[The records]
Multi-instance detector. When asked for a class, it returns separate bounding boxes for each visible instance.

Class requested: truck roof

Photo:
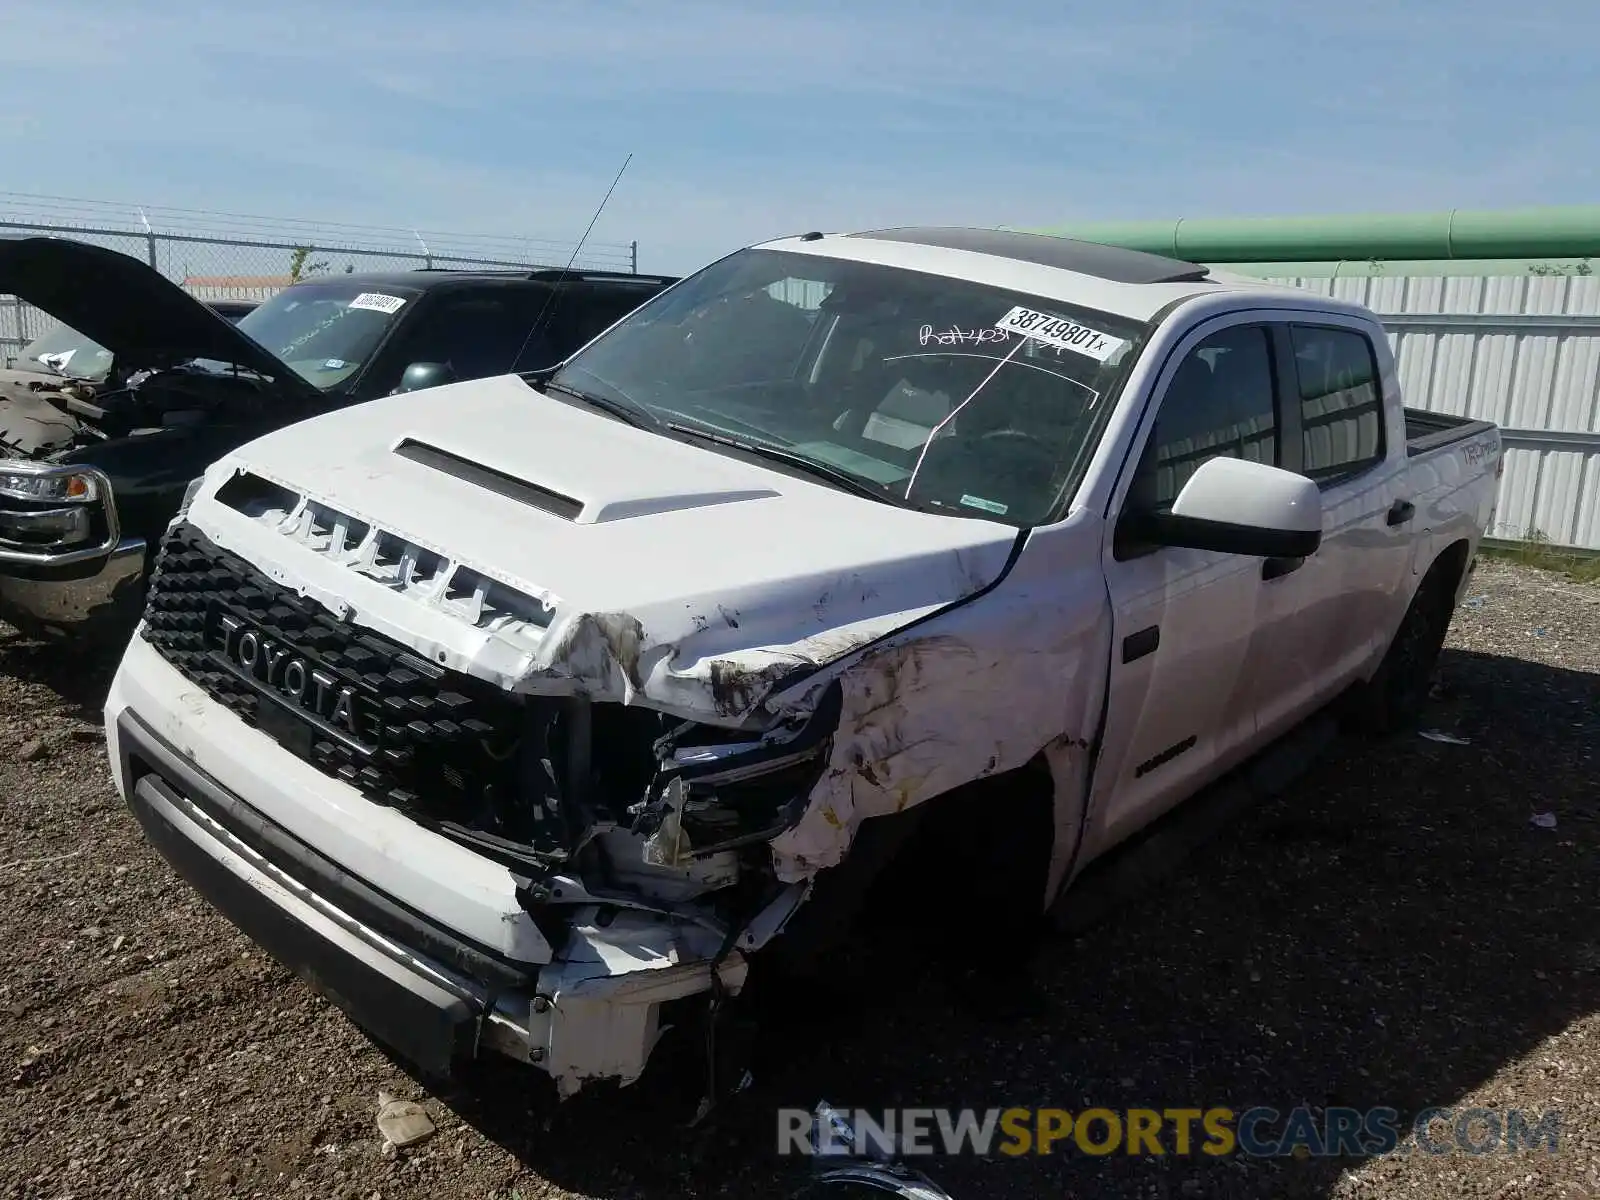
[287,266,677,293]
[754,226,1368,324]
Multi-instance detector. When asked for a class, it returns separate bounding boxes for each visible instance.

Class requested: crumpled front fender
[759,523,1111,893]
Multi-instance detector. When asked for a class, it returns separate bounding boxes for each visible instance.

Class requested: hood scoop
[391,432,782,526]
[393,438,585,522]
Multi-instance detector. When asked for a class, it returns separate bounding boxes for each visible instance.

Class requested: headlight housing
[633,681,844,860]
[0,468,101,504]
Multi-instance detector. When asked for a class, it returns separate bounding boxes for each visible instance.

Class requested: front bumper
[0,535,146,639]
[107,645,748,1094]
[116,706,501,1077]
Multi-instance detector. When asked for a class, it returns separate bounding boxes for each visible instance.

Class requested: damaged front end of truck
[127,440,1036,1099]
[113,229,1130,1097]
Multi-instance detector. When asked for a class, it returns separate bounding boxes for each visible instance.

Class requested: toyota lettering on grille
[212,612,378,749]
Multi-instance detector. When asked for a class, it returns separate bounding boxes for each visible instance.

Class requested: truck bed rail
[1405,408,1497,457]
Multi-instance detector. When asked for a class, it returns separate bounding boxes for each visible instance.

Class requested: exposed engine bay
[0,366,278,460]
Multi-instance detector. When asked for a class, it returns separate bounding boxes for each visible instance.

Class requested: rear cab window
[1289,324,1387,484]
[/The records]
_Task requirements_: Please set down each line of the listing above word for word, skipping any pictures.

_Solution for this task_:
Multi-instance detector. When asked for a class, it returns separate bounding boxes for each visible instance.

Class requested: truck roof

Photo:
[287,266,677,293]
[754,226,1368,324]
Multi-instance detector. When asked for a class, it returns separate bounding boxes for each visible instance.

Class requested: crumpled front fender
[759,523,1111,893]
Multi-instance detector. When asked for a class, it returns separate bounding boxes for each visible instance.

Class requested: hood scoop
[391,432,782,526]
[393,438,585,522]
Multi-instance detector. When asked for a class, it returns separate bounding boxes for each visible instance.

Class requested: headlight housing
[633,681,844,860]
[0,468,101,504]
Multi-instance detector. When asked for a class, it returns separate bounding boxes for each visible instance.

Class requested: front bumper
[0,535,146,639]
[107,645,748,1094]
[116,706,501,1077]
Multi-instance detector. When asked for a class, it returns separate bounding boxes for each visible instance.

Class requested: damaged front end of truck
[127,440,1036,1099]
[113,229,1130,1097]
Multi-instance detector. When asked for a class, it returns separate bounding boxes for each visible instance.

Class requested: toyota lettering on grille
[212,612,378,749]
Multi-instance detector. When asked for a class, it returns separate bounding boxes for each visible instance.

Class requested: truck bed rail
[1405,408,1497,457]
Multi-instance detector. When asked for a class, it returns separate bounding boxes for each visible instance.

Class requested: exposed engine bay
[0,366,278,460]
Multi-instance detector. When asked for a class, it returns separate bounding boxes for each visible instance.

Class requested: rear cab window
[1289,324,1387,484]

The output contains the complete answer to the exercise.